● WHAT NEEDS TO BE DONE
Copy word for word the lines below, starting at the one that contains "Task: If you could tag each instance of the evergreen" and ending at the one that contains "<point>171,81</point>", with both of those lines included.

● Data items
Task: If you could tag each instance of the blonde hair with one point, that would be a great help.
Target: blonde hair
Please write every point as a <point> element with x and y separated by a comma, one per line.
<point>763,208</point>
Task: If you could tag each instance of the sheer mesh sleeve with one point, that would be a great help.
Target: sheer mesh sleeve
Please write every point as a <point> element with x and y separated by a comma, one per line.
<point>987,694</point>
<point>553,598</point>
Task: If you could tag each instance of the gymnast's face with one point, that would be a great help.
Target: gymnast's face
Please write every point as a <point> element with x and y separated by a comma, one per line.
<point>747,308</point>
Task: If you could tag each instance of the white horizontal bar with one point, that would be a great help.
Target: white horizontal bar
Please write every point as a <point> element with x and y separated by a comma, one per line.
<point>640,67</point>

==

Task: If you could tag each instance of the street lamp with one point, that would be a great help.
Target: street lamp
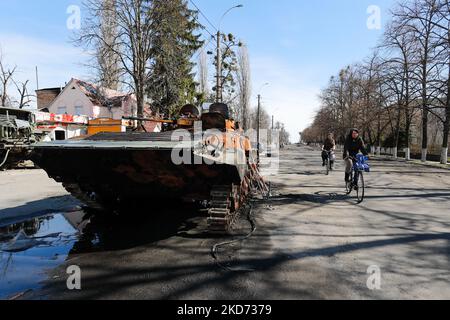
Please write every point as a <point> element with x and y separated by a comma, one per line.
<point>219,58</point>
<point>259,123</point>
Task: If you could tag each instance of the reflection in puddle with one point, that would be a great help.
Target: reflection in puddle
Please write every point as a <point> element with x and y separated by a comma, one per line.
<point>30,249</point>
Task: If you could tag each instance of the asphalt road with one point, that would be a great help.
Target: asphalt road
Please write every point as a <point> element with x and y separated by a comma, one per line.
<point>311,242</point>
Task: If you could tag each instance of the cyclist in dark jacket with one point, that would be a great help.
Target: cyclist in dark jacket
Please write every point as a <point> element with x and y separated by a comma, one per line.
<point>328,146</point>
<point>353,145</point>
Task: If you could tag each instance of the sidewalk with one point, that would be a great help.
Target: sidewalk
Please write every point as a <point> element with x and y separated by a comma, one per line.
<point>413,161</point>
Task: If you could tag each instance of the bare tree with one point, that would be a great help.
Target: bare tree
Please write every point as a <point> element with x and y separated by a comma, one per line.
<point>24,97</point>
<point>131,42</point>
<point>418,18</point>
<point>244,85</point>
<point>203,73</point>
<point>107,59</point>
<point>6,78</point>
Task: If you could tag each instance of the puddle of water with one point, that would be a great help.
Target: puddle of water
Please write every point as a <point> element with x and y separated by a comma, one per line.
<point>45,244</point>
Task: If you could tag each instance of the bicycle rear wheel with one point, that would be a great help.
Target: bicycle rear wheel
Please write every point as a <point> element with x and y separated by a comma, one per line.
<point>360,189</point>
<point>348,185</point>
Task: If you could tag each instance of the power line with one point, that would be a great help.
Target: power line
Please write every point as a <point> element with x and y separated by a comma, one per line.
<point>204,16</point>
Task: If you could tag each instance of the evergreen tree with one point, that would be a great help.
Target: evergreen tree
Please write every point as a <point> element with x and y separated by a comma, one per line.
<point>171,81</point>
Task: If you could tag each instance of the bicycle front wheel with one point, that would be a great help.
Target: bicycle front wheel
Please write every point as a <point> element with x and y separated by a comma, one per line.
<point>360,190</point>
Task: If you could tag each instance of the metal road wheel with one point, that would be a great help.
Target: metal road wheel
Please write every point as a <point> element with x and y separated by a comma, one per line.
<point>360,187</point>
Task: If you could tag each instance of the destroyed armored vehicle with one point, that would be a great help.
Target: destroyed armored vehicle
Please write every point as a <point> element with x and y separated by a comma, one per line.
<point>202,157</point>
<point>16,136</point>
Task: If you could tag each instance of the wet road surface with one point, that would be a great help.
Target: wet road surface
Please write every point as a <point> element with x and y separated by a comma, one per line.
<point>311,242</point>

● THE RESPONSE
Task: If you could tag each instance of the evergreen tree with one point, that would be a great help.
Target: evergreen tree
Please write every point as a <point> element with x and y separated by a comma, one per line.
<point>171,81</point>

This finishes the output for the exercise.